(Stored data entries)

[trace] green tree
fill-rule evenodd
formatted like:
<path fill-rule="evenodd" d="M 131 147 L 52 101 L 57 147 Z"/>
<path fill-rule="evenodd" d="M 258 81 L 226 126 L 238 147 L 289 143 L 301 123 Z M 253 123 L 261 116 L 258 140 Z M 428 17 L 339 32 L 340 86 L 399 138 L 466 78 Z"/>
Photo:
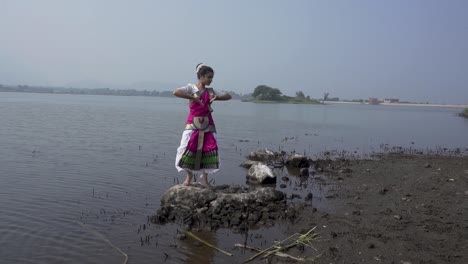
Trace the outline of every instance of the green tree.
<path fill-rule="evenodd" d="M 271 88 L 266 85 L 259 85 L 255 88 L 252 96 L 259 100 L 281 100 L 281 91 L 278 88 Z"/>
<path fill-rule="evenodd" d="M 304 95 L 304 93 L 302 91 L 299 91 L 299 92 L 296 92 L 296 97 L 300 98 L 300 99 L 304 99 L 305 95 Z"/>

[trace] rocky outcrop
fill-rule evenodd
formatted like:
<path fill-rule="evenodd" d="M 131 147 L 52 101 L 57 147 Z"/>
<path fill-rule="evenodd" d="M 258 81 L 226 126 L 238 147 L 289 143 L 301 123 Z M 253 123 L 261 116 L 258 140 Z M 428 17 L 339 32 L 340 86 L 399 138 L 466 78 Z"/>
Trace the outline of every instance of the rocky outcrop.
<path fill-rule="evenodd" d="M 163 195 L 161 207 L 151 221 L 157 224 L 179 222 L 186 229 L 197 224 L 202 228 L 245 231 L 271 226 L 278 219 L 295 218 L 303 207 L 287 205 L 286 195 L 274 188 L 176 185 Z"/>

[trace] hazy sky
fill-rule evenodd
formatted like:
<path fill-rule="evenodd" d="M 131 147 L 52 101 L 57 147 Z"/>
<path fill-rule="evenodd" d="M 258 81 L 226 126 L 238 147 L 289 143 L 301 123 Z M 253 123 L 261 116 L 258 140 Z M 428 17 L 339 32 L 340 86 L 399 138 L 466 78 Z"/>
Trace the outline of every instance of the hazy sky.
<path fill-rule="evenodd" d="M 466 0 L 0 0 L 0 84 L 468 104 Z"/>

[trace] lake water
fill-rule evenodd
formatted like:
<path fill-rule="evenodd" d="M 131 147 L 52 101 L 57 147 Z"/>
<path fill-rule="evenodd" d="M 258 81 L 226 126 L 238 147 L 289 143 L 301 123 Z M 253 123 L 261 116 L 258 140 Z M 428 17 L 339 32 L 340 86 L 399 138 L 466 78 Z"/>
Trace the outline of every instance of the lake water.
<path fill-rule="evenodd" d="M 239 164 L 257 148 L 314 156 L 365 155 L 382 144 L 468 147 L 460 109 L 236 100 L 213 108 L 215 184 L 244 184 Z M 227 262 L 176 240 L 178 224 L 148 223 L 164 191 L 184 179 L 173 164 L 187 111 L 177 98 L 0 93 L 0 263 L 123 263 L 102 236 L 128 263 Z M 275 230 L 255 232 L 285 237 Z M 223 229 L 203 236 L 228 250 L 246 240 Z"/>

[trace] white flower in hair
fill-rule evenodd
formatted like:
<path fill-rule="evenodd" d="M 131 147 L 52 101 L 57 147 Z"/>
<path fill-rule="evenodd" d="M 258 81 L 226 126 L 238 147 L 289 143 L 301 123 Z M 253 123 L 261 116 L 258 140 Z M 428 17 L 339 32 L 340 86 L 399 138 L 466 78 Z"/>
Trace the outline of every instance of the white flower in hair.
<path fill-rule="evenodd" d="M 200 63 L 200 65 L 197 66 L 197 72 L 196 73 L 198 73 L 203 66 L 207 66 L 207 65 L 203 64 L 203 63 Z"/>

### Exercise:
Restate every line of the data above word for word, with the images removed.

### Output of the task:
[trace] green tree
fill-rule evenodd
formatted like:
<path fill-rule="evenodd" d="M 131 147 L 52 101 L 57 147 Z"/>
<path fill-rule="evenodd" d="M 258 81 L 226 126 L 238 147 L 289 143 L 301 123 Z M 253 123 L 261 116 L 258 140 Z M 428 17 L 339 32 L 340 86 L 399 138 L 466 78 Z"/>
Photo:
Trace the outline of every instance of the green tree.
<path fill-rule="evenodd" d="M 271 88 L 266 85 L 259 85 L 255 88 L 252 96 L 259 100 L 281 100 L 281 91 L 278 88 Z"/>
<path fill-rule="evenodd" d="M 304 95 L 304 93 L 302 91 L 299 91 L 299 92 L 296 92 L 296 97 L 300 98 L 300 99 L 304 99 L 305 95 Z"/>

[trace] rocky outcrop
fill-rule evenodd
formatted like:
<path fill-rule="evenodd" d="M 131 147 L 52 101 L 57 147 Z"/>
<path fill-rule="evenodd" d="M 258 81 L 226 126 L 238 147 L 289 143 L 301 123 Z M 253 123 L 261 116 L 258 140 Z M 428 17 L 339 32 L 340 86 L 399 138 L 466 78 Z"/>
Trace the outline of every instance of the rocky outcrop.
<path fill-rule="evenodd" d="M 163 195 L 161 207 L 151 221 L 157 224 L 179 222 L 186 229 L 197 224 L 202 228 L 245 231 L 271 226 L 278 219 L 295 218 L 303 207 L 287 205 L 286 195 L 274 188 L 176 185 Z"/>

[trace] hazy sky
fill-rule evenodd
formatted like:
<path fill-rule="evenodd" d="M 131 147 L 52 101 L 57 147 Z"/>
<path fill-rule="evenodd" d="M 258 81 L 226 126 L 238 147 L 289 143 L 301 123 Z M 253 123 L 261 116 L 258 140 Z M 428 17 L 339 32 L 340 86 L 399 138 L 466 78 Z"/>
Trace the outline of every instance of the hazy sky.
<path fill-rule="evenodd" d="M 466 0 L 0 0 L 0 84 L 468 104 Z"/>

[trace] lake water
fill-rule evenodd
formatted like:
<path fill-rule="evenodd" d="M 131 147 L 52 101 L 57 147 Z"/>
<path fill-rule="evenodd" d="M 258 81 L 226 126 L 238 147 L 289 143 L 301 123 Z M 253 123 L 261 116 L 258 140 Z M 428 17 L 339 32 L 340 86 L 399 138 L 466 78 Z"/>
Trace the outline of every instance of the lake water.
<path fill-rule="evenodd" d="M 239 164 L 257 148 L 314 156 L 365 155 L 382 144 L 468 147 L 460 109 L 236 100 L 213 108 L 215 184 L 244 184 Z M 227 262 L 176 240 L 178 224 L 148 223 L 164 191 L 184 179 L 173 164 L 187 111 L 177 98 L 0 93 L 0 263 L 123 263 L 102 236 L 128 263 Z M 275 230 L 255 232 L 285 237 Z M 223 229 L 203 236 L 228 250 L 246 240 Z"/>

[trace] white flower in hair
fill-rule evenodd
formatted like:
<path fill-rule="evenodd" d="M 131 147 L 52 101 L 57 147 Z"/>
<path fill-rule="evenodd" d="M 258 81 L 226 126 L 238 147 L 289 143 L 301 123 Z M 253 123 L 261 116 L 258 140 Z M 428 17 L 339 32 L 340 86 L 399 138 L 466 78 Z"/>
Trace the outline of every instance of the white flower in hair.
<path fill-rule="evenodd" d="M 200 63 L 200 65 L 197 66 L 197 72 L 196 73 L 198 73 L 203 66 L 207 66 L 207 65 L 203 64 L 203 63 Z"/>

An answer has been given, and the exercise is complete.